■ **Material provided**
▼
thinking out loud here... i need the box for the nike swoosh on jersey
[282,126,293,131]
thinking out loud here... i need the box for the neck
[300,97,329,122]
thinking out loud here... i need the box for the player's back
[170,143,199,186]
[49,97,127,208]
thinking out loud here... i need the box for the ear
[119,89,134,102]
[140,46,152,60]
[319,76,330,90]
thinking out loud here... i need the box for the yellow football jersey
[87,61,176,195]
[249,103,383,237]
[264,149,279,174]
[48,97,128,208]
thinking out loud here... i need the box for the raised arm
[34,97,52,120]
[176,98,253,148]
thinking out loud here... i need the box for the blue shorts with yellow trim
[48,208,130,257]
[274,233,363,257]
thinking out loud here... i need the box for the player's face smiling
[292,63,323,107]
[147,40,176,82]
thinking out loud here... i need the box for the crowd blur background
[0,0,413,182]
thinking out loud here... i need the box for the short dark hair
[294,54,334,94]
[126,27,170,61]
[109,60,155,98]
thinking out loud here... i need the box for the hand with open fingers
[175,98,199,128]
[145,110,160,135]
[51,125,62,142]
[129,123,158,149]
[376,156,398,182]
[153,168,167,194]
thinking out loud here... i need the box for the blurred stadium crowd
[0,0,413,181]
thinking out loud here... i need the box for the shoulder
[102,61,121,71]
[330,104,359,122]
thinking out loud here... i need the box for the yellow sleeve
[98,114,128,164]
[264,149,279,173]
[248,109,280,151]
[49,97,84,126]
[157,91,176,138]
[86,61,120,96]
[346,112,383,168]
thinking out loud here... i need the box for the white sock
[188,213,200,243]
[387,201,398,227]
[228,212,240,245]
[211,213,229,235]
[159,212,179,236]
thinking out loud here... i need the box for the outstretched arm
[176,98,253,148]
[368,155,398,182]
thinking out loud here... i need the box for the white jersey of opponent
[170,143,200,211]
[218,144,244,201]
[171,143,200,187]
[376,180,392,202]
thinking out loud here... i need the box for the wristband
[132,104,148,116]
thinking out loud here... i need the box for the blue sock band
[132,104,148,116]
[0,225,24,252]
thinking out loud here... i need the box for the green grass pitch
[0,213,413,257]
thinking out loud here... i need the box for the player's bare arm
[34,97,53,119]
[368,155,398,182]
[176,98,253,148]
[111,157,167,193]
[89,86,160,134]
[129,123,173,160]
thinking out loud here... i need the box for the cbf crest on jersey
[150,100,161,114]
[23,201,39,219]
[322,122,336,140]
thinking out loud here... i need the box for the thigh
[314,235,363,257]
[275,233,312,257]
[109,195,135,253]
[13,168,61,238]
▲
Give the records above again, word for word.

thinking out loud here... i need the box for the nike swoosh on jersey
[282,126,293,131]
thinking out loud here... i need the box for the neck
[300,97,329,122]
thinking out loud here... i need the box for the player's back
[170,143,199,186]
[49,97,127,208]
thinking out loud here... i need the box for the ear
[119,89,134,102]
[140,46,152,60]
[319,76,330,90]
thinking out loud here... i need the box for the yellow football jersey
[87,61,176,195]
[249,103,383,237]
[264,149,279,174]
[48,97,128,208]
thinking out loud here... i need the box for the raised arm
[34,97,52,120]
[176,98,253,148]
thinking out loud here... i need the box for the blue shorts with yellow trim
[48,208,130,257]
[274,233,363,257]
thinking out loud here... i need the box for the player's face smiling
[292,63,323,107]
[147,40,176,82]
thinking out loud here... i need the box for the crowd blur background
[0,0,413,182]
thinking out loud here... i need the box for the short dark hair
[294,54,334,94]
[126,27,170,61]
[109,60,155,98]
thinking out loud here... i need the box for the hand with open fingers
[175,98,199,128]
[145,110,160,135]
[51,125,62,142]
[129,123,158,149]
[376,156,398,182]
[153,168,167,194]
thinking out loud here... i need the box for the blurred stadium crowd
[0,0,413,181]
thinking out loud here... i need the box for the shoulder
[102,61,121,71]
[330,104,359,122]
thinking out loud here... i need the box for the yellow sleeve
[98,114,128,164]
[264,149,279,173]
[248,109,280,151]
[49,97,84,126]
[157,91,176,138]
[86,61,120,96]
[346,112,383,168]
thinking out loud here... i need the box for the white sock
[188,213,200,243]
[387,201,398,227]
[228,212,240,245]
[211,213,229,235]
[159,212,179,236]
thinking out loud here... i need the box for the outstretched arm
[176,98,253,148]
[368,155,398,182]
thinking out loud here... i need the box for the white jersey of opponent
[170,143,200,211]
[218,144,244,201]
[171,143,200,187]
[376,180,392,202]
thinking out loud here... i need the box for the wristband
[132,104,148,116]
thinking out loud here... i need the box for the blue sock band
[132,104,148,116]
[0,225,24,252]
thinking out loud here... i need the box for the green grass pitch
[0,213,413,257]
thinking out loud here... i need the box for the player's bare arm
[34,97,53,119]
[368,155,398,182]
[176,98,253,148]
[111,157,167,193]
[89,86,160,134]
[129,123,173,160]
thinking out loud here... i need the box for the cbf crest on jersey
[150,100,161,114]
[23,201,39,219]
[322,122,336,140]
thinking out loud here... i need the box for the thigh
[314,235,363,257]
[275,233,312,257]
[109,195,135,253]
[13,168,61,238]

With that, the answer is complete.